Copy out the data below verbatim.

-- START RECORDS PROVIDED --

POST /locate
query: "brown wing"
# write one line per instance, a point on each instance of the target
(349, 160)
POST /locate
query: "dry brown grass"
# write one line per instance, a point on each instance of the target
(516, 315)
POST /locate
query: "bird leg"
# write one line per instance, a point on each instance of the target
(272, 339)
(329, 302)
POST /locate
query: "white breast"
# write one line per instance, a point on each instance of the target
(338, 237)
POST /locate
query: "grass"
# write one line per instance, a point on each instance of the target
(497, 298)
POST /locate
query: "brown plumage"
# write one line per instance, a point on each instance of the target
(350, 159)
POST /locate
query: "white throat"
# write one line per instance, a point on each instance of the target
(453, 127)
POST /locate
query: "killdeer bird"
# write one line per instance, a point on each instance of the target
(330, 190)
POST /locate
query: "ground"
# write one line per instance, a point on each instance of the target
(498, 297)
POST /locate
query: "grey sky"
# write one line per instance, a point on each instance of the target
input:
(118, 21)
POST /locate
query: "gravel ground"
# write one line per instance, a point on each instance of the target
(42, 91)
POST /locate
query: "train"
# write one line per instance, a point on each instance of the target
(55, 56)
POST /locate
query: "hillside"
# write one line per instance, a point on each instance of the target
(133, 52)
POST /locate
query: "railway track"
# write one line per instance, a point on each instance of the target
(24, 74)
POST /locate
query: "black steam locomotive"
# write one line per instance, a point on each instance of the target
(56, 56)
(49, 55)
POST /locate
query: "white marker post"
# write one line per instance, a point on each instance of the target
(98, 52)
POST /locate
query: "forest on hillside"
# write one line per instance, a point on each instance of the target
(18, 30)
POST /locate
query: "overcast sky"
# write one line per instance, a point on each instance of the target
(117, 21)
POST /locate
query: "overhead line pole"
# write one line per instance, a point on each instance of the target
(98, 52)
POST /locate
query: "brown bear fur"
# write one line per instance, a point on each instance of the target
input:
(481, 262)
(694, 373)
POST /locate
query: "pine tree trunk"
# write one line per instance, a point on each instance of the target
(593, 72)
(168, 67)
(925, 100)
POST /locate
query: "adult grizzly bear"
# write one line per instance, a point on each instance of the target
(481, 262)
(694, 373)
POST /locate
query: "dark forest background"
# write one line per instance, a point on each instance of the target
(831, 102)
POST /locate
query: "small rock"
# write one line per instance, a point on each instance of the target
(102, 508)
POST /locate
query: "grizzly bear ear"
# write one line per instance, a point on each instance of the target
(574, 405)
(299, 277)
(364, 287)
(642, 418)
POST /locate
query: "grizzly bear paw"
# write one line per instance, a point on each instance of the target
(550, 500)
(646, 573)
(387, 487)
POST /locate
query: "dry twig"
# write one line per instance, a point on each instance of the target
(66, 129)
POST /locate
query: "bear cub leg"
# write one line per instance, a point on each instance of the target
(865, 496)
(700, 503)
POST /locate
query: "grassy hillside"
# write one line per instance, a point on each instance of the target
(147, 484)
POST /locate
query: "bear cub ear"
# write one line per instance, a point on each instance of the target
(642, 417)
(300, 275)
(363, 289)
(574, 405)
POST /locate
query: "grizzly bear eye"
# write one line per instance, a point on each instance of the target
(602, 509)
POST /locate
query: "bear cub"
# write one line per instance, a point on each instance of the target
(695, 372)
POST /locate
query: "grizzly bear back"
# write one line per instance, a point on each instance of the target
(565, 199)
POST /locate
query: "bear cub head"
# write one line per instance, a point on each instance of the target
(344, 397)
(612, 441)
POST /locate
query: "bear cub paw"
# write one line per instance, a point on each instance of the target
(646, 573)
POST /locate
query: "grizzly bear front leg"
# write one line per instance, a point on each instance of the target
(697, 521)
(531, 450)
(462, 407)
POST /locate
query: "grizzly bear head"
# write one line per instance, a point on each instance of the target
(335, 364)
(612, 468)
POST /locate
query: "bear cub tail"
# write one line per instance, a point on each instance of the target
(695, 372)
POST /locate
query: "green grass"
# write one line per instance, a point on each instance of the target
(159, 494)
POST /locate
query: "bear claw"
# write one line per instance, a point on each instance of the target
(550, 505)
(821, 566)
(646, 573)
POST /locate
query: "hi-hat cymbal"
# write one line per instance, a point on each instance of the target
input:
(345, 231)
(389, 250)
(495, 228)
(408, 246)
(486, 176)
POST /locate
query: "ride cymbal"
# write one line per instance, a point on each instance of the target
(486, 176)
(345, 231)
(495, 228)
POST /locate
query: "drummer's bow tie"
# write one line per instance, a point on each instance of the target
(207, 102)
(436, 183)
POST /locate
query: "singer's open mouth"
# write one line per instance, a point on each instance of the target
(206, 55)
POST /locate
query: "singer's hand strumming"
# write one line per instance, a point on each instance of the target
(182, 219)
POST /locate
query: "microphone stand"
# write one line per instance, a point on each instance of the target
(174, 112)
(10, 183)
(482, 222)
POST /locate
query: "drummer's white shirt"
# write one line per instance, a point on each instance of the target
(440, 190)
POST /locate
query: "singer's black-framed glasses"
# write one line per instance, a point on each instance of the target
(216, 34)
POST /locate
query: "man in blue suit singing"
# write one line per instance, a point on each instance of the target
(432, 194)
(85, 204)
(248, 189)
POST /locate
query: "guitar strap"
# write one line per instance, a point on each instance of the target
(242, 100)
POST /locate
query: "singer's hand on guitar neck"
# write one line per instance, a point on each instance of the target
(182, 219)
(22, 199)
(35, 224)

-- END RECORDS PROVIDED --

= FINAL ANSWER =
POST /locate
query: "brown wing"
# write one line per instance, a point on each instance of the target
(349, 160)
POST /locate
query: "dry brown grass"
# write one line per instance, a point on each instance of the target
(516, 315)
POST /locate
query: "bird leg"
# write one line per instance, a point on each instance of the target
(272, 339)
(329, 302)
POST /locate
query: "white breast"
# write one line per instance, a point on each instance of the target
(338, 237)
POST /locate
query: "grass"
# write one line per instance, a point on each instance of the target
(497, 298)
POST /locate
query: "brown plumage"
# write one line per instance, a point on each instance of the target
(350, 159)
POST /locate
query: "white throat"
# write one line per instance, a point on each instance of the target
(453, 127)
POST /locate
query: "killdeer bird"
# write one line per instance, a point on each instance of the target
(330, 190)
POST /locate
query: "ground"
# write one line per instance, a point on each instance of the target
(498, 297)
POST /locate
query: "grey sky"
# write one line per instance, a point on each instance of the target
input:
(118, 21)
POST /locate
query: "gravel ground"
# write one line per instance, a point on each instance of the target
(42, 91)
POST /locate
query: "train"
# write one line per instance, a point on each instance of the target
(55, 56)
POST /locate
query: "hillside"
# write one line per instance, a point on each instance of the target
(133, 52)
POST /locate
query: "railway track"
# write one line per instance, a point on each instance of the target
(24, 74)
POST /locate
query: "black steam locomotive"
# write one line per instance, a point on each instance of the target
(56, 56)
(49, 55)
POST /locate
query: "white marker post"
# write one line per instance, a point on each instance of the target
(98, 52)
POST /locate
query: "forest on hillside"
# write one line per instance, a point on each instance of the target
(18, 30)
POST /locate
query: "overcast sky"
# write one line per instance, a point on each instance of the target
(117, 21)
POST /locate
query: "overhead line pole"
# write one line per instance, a point on each instance of the target
(98, 52)
POST /locate
query: "brown bear fur"
# write one line per instance, a point on each instance of the target
input:
(481, 262)
(694, 373)
POST /locate
query: "pine tree trunk"
# write one line per instance, a point on each instance of the target
(593, 72)
(168, 67)
(925, 100)
POST /locate
query: "adult grizzly bear"
# write one line per instance, a point on each instance of the target
(481, 262)
(694, 373)
POST /locate
query: "dark forest background"
# write one line per instance, a point on each instance of the target
(831, 102)
POST /locate
query: "small rock"
# write one line per instance, a point on each instance of the target
(102, 508)
POST /locate
query: "grizzly bear ear"
# write one line per instance, a point on each instance of the target
(574, 405)
(299, 277)
(364, 287)
(642, 418)
POST /locate
query: "grizzly bear paw"
# write one line per instance, a point on each instance of the target
(550, 500)
(646, 573)
(387, 487)
POST /locate
query: "dry twig"
# write one line per instance, a point on each instance of the target
(66, 129)
POST /locate
query: "bear cub leg"
# write one line per instance, a point on each instance of the target
(865, 496)
(700, 503)
POST /locate
query: "grassy hillside"
# write one line per instance, a point on each instance of the target
(147, 484)
POST /locate
query: "bear cub ear"
# write one line per instance, a point on each instance of the target
(642, 417)
(300, 275)
(363, 289)
(574, 405)
POST /locate
query: "grizzly bear eye"
# write one line per instance, a point on each instance of the target
(602, 509)
POST /locate
query: "bear cub"
# write one line per instance, a point on each instance of the target
(695, 372)
POST /locate
query: "grizzly bear back"
# write one line per instance, a point on each instance of the target
(565, 199)
POST /locate
query: "bear cub head"
# write one line per instance, a point on each instance of the target
(344, 397)
(612, 441)
POST /locate
query: "bear cub paw"
# write one line per instance, a point on each instance of the target
(646, 573)
POST /locate
query: "grizzly bear front leg"
# write one line per instance, a point on each instance of the target
(697, 521)
(531, 450)
(462, 407)
POST /locate
query: "grizzly bear head"
# write one line per instance, a point on each instance of the target
(335, 364)
(612, 468)
POST /locate
query: "bear cub tail"
# write one line per instance, a point on each instance of the target
(695, 372)
POST /locate
query: "green grass"
# write one line per instance, a point on each instance of the target
(159, 494)
POST /locate
query: "bear claw"
# write one line per instance, a point on each instance of the target
(550, 505)
(821, 566)
(646, 573)
POST /locate
query: "hi-hat cymbal"
# write one line per instance, a point on each instance of the target
input:
(345, 231)
(389, 250)
(495, 228)
(408, 246)
(486, 176)
POST /locate
query: "ride cymbal"
# write one line per instance, a point on each instance of the target
(486, 176)
(345, 231)
(495, 228)
POST /locate
query: "drummer's bow tie"
# write one line per instance, a point on each instance of the target
(207, 102)
(436, 183)
POST /locate
query: "singer's open mouth"
# write one line per instance, a point on each instance of the target
(206, 55)
POST /locate
query: "singer's hand strumming"
# write one line per instance, a point on each instance of the target
(182, 219)
POST /locate
query: "microphone stand"
# write one line per instance, a point on each instance of the target
(174, 112)
(10, 183)
(482, 222)
POST /locate
query: "drummer's white shirt"
# write one line per instance, a point on each instance of the target
(440, 190)
POST /locate
query: "singer's black-framed glasses"
# write one line per instance, a point on each instance of the target
(216, 34)
POST /locate
query: "man in blue suit singing"
# write one line per instance, a point on each instance of the target
(432, 194)
(85, 204)
(248, 189)
POST /locate
query: "guitar strap"
# write one line per instance, a point on each instance of the target
(242, 100)
POST /locate
query: "singer's hand on guitar neck"
# write one line per instance, a point on each instance of the target
(182, 219)
(22, 199)
(35, 224)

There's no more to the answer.